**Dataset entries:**
= Beginning of Section =
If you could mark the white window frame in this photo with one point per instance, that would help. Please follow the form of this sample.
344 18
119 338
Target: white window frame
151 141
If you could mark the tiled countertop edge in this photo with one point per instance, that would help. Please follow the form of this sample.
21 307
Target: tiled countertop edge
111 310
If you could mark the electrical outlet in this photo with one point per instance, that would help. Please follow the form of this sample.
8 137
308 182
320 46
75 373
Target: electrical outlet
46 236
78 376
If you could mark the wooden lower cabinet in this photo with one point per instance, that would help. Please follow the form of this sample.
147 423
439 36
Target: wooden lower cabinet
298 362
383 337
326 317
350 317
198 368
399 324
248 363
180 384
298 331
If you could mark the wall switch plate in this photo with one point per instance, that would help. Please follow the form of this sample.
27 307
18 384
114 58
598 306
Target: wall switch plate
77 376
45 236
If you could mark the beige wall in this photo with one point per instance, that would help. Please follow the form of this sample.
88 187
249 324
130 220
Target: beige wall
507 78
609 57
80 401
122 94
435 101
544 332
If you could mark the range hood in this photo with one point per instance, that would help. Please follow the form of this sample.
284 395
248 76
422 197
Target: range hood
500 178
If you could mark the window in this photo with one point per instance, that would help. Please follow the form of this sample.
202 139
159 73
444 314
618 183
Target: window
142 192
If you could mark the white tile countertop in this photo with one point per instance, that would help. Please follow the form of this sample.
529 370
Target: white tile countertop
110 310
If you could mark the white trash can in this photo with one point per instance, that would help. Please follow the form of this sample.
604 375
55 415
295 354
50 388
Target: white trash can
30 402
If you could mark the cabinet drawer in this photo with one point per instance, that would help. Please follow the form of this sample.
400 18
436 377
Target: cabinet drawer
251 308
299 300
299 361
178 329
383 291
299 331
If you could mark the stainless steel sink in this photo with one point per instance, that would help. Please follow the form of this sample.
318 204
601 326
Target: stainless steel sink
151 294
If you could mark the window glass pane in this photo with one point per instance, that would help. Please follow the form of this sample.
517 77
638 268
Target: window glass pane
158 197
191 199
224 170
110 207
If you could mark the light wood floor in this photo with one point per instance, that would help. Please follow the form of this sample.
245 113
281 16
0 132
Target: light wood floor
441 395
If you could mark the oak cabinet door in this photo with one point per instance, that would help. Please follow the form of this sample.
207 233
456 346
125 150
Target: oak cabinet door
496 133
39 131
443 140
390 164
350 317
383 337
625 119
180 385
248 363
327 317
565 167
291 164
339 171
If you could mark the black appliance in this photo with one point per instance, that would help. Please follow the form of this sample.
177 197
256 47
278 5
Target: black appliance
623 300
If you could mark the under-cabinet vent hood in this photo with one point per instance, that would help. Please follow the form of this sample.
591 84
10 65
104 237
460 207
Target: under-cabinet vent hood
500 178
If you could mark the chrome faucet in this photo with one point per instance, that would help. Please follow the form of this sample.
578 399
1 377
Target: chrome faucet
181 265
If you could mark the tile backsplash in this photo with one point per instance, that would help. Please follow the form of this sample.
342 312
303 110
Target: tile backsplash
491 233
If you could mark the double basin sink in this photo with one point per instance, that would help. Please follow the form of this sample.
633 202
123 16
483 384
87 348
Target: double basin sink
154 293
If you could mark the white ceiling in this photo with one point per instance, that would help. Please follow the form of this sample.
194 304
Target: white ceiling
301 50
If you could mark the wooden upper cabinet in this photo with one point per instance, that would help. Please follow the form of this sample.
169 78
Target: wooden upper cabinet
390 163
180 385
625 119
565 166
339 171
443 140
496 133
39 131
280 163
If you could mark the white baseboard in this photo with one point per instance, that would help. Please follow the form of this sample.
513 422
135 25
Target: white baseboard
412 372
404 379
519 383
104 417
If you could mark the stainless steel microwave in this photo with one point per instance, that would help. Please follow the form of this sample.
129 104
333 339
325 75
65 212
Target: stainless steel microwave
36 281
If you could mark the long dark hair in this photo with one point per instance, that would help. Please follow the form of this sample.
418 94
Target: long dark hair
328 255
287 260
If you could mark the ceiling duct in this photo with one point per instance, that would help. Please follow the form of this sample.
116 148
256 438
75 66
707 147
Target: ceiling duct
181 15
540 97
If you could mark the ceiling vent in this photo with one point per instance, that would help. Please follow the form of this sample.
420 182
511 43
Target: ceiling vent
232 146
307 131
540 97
= End of Section =
**EXERCISE OBJECTIVE:**
With nothing added or left out, print the data again.

**TASK RESPONSE:**
If you could mark the white window frame in this photo with one point per instance, that would help. Please follow the form of this sample.
344 18
119 338
Target: white window frame
151 141
If you could mark the tiled countertop edge in this photo with one point per instance, that would help. Please follow the form of this sample.
21 307
Target: tiled countertop edge
111 310
If you could mark the electrical outlet in this photo with one point per instance, that would help. Please follow the form of this sample.
8 137
308 182
320 46
75 373
Target: electrical outlet
46 236
78 376
If you could mark the wooden lower cabinet in this photo with one point per instance, that would help. Please follow the form of this sample.
147 423
439 36
Target: wooden lower cabinet
298 362
383 337
326 317
350 317
198 368
399 324
248 363
180 384
298 331
If you could mark the wall switch plate in this photo with one point per instance, that would help. Please follow the form of this sample.
27 307
18 384
114 58
598 306
Target: wall switch plate
77 376
45 236
If you could mark the beige wall in this photo with one point per instance, that would help. Please follow the form of this sample.
88 187
249 324
130 220
Target: beige wall
507 78
609 57
80 401
122 94
435 101
544 332
If you could mark the range hood in this photo with one point per instance, that would help. Please follow the form of this sample.
284 395
248 76
422 197
Target: range hood
500 178
If you could mark the window in this photo with one point per instance, that would help. Please follow the form of this sample.
202 139
159 73
444 314
618 183
Target: window
142 192
If you could mark the white tile countertop in this photo with one point per instance, that would help. Please follow the form of this sample.
529 370
Target: white tile countertop
110 310
If you could mark the white trash can in this photo with one point per instance, that would help. Please follow the form of this sample.
604 375
55 415
295 354
50 388
Target: white trash can
30 402
If you could mark the cabinet drawer in this photo with one point per instance, that would help. Please follow the form of this sample.
400 18
436 377
Target: cabinet drawer
251 308
299 300
299 361
178 329
383 291
299 331
If you could mark the stainless steel sink in this photo with one point per instance, that would help. Please follow the form of this sample.
318 204
601 326
Target: stainless steel sink
151 294
If you could mark the window glass pane in this photo with one point per instance, that would help. Please follow the form of this sample.
517 77
638 268
Target: window glass pane
158 197
191 199
224 170
110 207
If you could mark the light wood floor in this photo with one point per instance, that would help. Please follow the form of this sample.
245 113
281 16
0 132
Target: light wood floor
441 395
If you could mark the oak cabinet door in this photo with one point per instance, that would help. Please follow the form of this sample.
207 233
456 346
125 150
Target: oak cabinet door
496 133
39 131
443 140
390 164
350 317
383 337
625 119
180 385
248 363
327 317
565 167
291 164
339 171
If you could mark the black appliance in this photo with one point per instance, that would help. Please follow the form of this sample.
177 197
256 47
278 5
Target: black appliance
623 300
If you could mark the under-cabinet vent hood in this photo with one point per instance, that would help. Please follow the form of this sample.
591 84
10 65
104 237
460 207
Target: under-cabinet vent hood
500 178
If you could mark the chrome faucet in this photo with one point per instance, that would help. Please follow the form of this sample.
578 399
1 377
Target: chrome faucet
181 265
If you could mark the tile backsplash in this photo with one point per instance, that would help. Please follow the form of this sample.
342 312
303 110
Target: tile backsplash
491 233
If you could mark the double basin sink in this photo with one point per instance, that would help. Please follow the form of this sample.
633 202
123 16
483 384
87 348
Target: double basin sink
154 293
If you could mark the white ceiling in this photo with one point per instance, that would help. Please follow the form of this sample.
194 304
Target: white ceiling
301 50
If you could mark the wooden upper cabinet in this photo with one point per instance, that would help. Please follow the form of this sample.
169 78
Target: wooden upper cabinet
390 163
180 385
625 119
565 166
339 171
443 140
496 133
39 131
280 163
If you could mark the white baseboard in this photo with one point per instance, that would help. Please follow the form of this sample.
513 422
135 25
Target: white baseboard
412 372
404 379
519 383
104 417
If you could mark the stainless steel microwave in this photo with one point per instance, that would help. Please follow the form of this sample.
129 104
333 339
325 75
65 212
Target: stainless steel microwave
36 281
If you could mark the long dark hair in this photo with one point per instance, that would help. Please follow the form of this sample.
418 94
Target: long dark hair
328 255
287 260
If you could mark the ceiling duct in this photo with one point per instance, that would help. Please follow the form of this sample.
116 148
256 438
75 66
707 147
Target: ceiling duct
181 15
540 97
If you could mark the ceiling vent in this photo with one point per instance, that would help. Please follow the form of this sample.
420 182
511 43
Target: ceiling vent
232 146
307 131
540 97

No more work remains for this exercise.